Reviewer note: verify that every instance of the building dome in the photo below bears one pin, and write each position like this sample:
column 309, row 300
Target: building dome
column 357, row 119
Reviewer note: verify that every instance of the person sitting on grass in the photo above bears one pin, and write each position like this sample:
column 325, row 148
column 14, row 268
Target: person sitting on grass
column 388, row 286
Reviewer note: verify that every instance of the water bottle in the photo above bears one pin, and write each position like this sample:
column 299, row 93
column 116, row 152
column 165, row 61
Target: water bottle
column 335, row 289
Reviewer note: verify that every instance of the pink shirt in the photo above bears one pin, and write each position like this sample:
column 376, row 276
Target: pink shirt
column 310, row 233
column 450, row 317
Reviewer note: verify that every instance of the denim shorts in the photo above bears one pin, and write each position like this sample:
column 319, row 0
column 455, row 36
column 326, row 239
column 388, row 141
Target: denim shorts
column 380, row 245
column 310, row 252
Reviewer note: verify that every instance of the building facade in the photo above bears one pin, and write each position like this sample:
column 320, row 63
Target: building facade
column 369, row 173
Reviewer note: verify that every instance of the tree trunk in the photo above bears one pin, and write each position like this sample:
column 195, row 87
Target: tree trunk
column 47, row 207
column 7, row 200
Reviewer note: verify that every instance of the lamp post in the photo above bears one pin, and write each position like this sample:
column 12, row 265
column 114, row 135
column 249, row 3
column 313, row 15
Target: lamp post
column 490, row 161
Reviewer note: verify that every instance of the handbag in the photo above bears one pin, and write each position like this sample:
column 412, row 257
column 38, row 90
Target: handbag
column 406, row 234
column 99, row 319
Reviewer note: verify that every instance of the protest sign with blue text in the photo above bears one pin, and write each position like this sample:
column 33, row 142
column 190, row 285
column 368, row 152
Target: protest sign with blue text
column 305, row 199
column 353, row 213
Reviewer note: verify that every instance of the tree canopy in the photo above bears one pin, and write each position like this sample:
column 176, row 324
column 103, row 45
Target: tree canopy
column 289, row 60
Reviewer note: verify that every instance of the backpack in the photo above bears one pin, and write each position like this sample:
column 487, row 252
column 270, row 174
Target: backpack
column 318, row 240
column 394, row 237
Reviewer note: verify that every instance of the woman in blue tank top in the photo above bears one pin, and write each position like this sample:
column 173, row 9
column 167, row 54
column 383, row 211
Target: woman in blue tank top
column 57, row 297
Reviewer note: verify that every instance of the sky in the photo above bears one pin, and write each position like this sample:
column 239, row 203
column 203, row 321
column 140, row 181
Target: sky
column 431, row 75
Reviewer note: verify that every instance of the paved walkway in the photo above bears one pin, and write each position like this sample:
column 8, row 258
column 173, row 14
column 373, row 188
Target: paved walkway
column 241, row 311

...

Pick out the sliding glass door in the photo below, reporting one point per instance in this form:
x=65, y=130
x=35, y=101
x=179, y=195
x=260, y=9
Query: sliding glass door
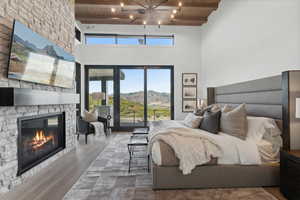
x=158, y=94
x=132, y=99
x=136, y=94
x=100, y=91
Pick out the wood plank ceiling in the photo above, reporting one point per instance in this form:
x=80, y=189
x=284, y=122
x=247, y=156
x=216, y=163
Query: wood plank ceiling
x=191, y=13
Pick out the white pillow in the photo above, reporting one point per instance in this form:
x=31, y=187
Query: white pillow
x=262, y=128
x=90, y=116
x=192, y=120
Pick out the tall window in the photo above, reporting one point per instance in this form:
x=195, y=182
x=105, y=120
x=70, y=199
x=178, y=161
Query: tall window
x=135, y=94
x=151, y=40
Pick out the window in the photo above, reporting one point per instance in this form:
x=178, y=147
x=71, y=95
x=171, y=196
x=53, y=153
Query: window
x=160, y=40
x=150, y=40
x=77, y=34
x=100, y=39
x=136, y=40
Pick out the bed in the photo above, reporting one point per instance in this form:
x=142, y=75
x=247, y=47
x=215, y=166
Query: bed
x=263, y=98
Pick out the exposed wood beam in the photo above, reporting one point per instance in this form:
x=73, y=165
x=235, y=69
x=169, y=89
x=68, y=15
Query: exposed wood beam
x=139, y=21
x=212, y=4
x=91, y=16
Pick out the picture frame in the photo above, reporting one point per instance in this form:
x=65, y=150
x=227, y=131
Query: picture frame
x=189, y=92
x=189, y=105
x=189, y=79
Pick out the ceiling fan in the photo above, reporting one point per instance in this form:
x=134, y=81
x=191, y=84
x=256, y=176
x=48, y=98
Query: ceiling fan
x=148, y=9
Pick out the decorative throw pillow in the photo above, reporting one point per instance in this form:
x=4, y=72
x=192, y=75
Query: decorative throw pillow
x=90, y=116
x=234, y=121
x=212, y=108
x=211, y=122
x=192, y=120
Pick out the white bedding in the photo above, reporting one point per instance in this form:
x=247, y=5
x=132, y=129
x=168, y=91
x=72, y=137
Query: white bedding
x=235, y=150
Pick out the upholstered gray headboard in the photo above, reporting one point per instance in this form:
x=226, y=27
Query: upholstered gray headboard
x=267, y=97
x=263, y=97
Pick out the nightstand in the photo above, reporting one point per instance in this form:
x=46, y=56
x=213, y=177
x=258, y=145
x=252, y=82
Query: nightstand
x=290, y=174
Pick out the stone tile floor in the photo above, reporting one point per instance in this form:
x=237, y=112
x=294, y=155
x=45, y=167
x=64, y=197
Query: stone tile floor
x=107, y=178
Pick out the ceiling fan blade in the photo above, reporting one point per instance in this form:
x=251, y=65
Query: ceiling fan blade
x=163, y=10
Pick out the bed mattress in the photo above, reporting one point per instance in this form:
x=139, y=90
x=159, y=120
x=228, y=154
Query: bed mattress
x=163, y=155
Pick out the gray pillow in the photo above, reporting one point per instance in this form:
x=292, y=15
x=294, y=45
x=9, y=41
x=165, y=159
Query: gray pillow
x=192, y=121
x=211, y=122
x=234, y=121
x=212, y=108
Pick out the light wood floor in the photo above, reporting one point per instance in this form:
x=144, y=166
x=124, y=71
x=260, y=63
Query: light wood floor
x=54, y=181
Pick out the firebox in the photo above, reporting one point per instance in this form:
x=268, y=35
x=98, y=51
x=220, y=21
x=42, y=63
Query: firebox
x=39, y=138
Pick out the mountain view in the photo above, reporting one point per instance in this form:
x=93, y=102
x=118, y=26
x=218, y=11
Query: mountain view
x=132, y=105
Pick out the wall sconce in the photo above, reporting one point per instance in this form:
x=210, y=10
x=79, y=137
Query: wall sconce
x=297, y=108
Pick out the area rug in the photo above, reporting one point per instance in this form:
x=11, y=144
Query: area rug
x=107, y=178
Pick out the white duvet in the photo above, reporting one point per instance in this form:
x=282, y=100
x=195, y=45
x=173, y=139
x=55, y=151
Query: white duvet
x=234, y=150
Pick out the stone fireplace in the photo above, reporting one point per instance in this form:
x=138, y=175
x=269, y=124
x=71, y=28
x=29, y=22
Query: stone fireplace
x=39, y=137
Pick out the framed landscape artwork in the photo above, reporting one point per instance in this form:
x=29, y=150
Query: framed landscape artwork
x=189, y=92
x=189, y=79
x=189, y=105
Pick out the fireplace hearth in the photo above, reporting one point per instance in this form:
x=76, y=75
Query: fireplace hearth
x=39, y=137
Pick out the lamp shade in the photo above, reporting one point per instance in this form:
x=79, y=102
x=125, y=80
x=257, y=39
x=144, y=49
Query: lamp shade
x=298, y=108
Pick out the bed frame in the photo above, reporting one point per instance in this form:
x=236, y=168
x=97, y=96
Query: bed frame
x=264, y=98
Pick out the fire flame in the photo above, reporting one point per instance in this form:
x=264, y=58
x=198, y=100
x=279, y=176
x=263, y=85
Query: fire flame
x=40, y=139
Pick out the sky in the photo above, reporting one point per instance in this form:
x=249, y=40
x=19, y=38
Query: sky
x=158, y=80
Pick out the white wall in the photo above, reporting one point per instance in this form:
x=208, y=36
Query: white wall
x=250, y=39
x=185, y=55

TASK DIRECTIONS ->
From the entries above, write out only the lines starting at the line that holds "x=144, y=166" and ending at the line that holds "Pick out the fire flame", keeping both and matching them exactly.

ANSWER ->
x=144, y=166
x=124, y=71
x=260, y=63
Query: light wood floor
x=54, y=181
Pick out the firebox in the photo above, reporting one point per instance in this form:
x=268, y=35
x=98, y=51
x=220, y=21
x=42, y=63
Query: firebox
x=39, y=138
Pick out the mountain view in the photo above, reporting one point per instance in this form:
x=93, y=102
x=118, y=26
x=218, y=11
Query: mountain view
x=132, y=105
Pick out the wall sconce in the photo above, reporting one point per instance in this form:
x=210, y=10
x=79, y=137
Query: wall sconce
x=297, y=108
Pick out the area rug in the photo above, reporting one point per instance in this form:
x=11, y=144
Query: area rug
x=107, y=178
Pick out the white duvet in the photo above, reporting one point per instance in this form:
x=282, y=100
x=195, y=45
x=173, y=139
x=55, y=151
Query: white duvet
x=234, y=150
Pick out the stone fireplace in the photo above, reporting one point per instance in this form:
x=138, y=175
x=269, y=124
x=71, y=28
x=29, y=22
Query: stone fireplace
x=39, y=137
Pick out the framed landscape artwork in the photo above, reporting one point per instance in this form:
x=29, y=150
Query: framed landscape artwork
x=189, y=92
x=189, y=79
x=189, y=105
Pick out the fireplace hearth in the photo above, reporting one point per instance in this form:
x=76, y=75
Query: fireplace hearth
x=39, y=137
Pick out the lamp shade in the photo above, reporting one point per instance in this form:
x=79, y=102
x=125, y=80
x=257, y=39
x=144, y=49
Query: lamp shade
x=298, y=108
Pick out the bed frame in the photo above, reporting one point per instance in this form:
x=236, y=168
x=97, y=96
Query: bed frame
x=264, y=98
Pick out the fire flame in the photo above, reporting one point per instance in this form:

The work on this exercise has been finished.